### [EXERCISE REQUIREMENTS]
In the post about the medical mission in the Dominican Republic, how much did the supplies the missioners brought weigh?

### [TEXT SEGMENT]
_ _ _ _ _ _ _

Tuesday, July 8, 2008

Word from The Dominican Republic

Scripture for this day includes Zechariah 9:9-12, Romans 7:15-25a, and Matthew 11:16-19, 25-30

Our medical missioners in The Dominican Republic have called home. Laurie Glover phoned Madeline on Thursday. “We have no electricity where we’re staying, but there’s a cell signal,” she reported, using it.

The dorm they’re staying in has “a rustic pool”, make of that what you will. It’s hot, so even a rustic pool probably invites use. Adrienne, Bart, Laurie, and Peter are working directly in the surgical clinic. The kids (Andrea, Keith, John, Chris, Nate, and Cleo) are doing great. Maureen is holding down the pharmacy. The van is running well. And all those supplies we provided, and that our missioners lugged with them, all six hundred pounds or more, have been a real blessing, piece by piece, Laurie says.

So they have begun week two, and we keep them in our prayers and look forward to their return next weekend.

They represent so much that’s good and right about this nation, whose 232nd birthday we’ve celebrated this weekend. Our missioners, and vicariously our modest part in supporting them, is one of myriad ways that Americans share resources and use personal freedom to build bridges of caring and relationship and service with people of other cultures around the globe.

In our first summer forum last Sunday, Sue O’Riley and Molly Mackin spoke about the visit they and their colleagues will make this summer to Guatemala, one of many mission trips made under the banner of the Rural Literacy Project that Sue founded, bringing books and libraries to smaller towns in several Latin American countries. They’ve been doing this long enough to have encountered a certain failure: not all the small satellite libraries set up in past visits have survived. It sounds as if local support that was promised to maintain the books in good working order has fallen through, in some places.

In the forum, we heard how Sue and her volunteers are learning to understand this. They’ve consulted experts in the field, and are learning to travel lighter. They’re putting aside their old agenda of creating libraries, and investing themselves in building relationships that will in time help the Literacy Project fine-tune its efforts by teaching them what the people in these small towns want and need. Sue and Molly spoke of this as if it meant a shedding of their American insistence on achieving measurable results, and a letting-go of their American assumption that books and libraries are so valuable that they ought to be everywhere, the more the better.

_ _ _ _ _ _ _

Stored data entries:
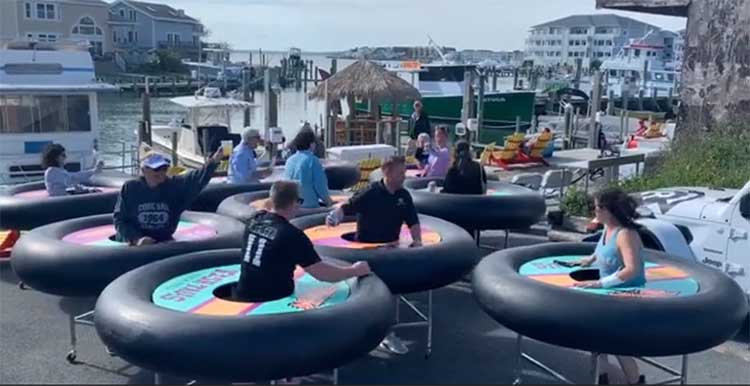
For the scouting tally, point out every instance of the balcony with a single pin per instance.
(187, 46)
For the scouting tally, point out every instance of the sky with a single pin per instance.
(335, 25)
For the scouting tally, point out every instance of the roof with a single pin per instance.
(608, 20)
(160, 11)
(196, 102)
(658, 7)
(367, 80)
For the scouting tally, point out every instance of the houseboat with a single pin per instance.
(48, 93)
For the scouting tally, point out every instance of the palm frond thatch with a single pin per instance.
(367, 80)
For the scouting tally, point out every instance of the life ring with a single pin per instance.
(244, 206)
(78, 257)
(27, 206)
(166, 317)
(505, 206)
(684, 307)
(448, 252)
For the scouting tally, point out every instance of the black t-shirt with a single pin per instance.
(471, 182)
(271, 250)
(381, 214)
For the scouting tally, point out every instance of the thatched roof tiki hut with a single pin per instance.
(363, 80)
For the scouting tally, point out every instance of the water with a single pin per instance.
(119, 114)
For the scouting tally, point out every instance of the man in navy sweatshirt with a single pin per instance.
(149, 208)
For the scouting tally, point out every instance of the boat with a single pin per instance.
(442, 89)
(207, 122)
(625, 71)
(48, 93)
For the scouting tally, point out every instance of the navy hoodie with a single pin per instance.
(154, 212)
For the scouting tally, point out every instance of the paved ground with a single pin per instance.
(469, 347)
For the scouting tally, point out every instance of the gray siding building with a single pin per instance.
(146, 26)
(588, 37)
(56, 20)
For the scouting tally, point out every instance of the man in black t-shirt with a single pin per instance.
(273, 247)
(382, 208)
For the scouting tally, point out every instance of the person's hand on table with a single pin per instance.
(145, 240)
(588, 284)
(361, 268)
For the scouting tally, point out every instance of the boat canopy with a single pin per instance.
(201, 102)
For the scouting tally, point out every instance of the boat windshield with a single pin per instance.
(22, 114)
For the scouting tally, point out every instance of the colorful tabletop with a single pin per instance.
(333, 237)
(194, 293)
(100, 236)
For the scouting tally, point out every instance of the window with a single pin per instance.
(579, 31)
(44, 114)
(78, 113)
(44, 11)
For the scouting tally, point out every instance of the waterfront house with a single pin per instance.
(593, 37)
(138, 26)
(56, 20)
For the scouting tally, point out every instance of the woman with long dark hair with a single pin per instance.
(465, 176)
(619, 258)
(56, 179)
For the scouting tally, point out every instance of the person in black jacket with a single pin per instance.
(149, 208)
(465, 175)
(419, 122)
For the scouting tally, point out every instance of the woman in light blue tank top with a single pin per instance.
(619, 258)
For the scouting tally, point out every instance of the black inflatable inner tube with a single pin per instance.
(77, 258)
(505, 206)
(27, 206)
(244, 206)
(222, 340)
(448, 253)
(684, 308)
(219, 189)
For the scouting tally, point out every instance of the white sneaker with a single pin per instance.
(393, 344)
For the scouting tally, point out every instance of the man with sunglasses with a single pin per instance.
(149, 208)
(273, 247)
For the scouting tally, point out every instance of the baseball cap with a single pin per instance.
(155, 161)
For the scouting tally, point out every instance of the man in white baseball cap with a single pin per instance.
(149, 208)
(242, 164)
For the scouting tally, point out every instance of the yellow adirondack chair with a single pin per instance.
(540, 145)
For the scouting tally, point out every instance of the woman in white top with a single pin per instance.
(56, 179)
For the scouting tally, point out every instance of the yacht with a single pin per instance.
(207, 122)
(48, 93)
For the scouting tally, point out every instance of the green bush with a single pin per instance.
(717, 159)
(576, 202)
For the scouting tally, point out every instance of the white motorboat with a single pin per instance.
(207, 122)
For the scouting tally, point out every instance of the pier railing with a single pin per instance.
(126, 161)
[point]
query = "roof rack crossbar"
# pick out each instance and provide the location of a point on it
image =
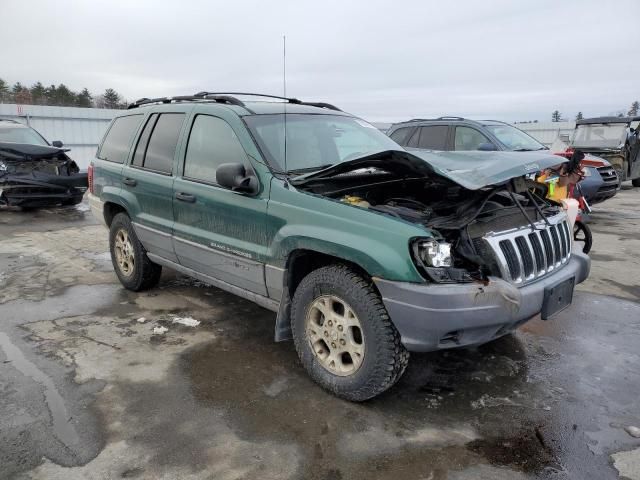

_ _ _ _ _ _ _

### [EXERCISE OUTPUT]
Six hundred pounds or more.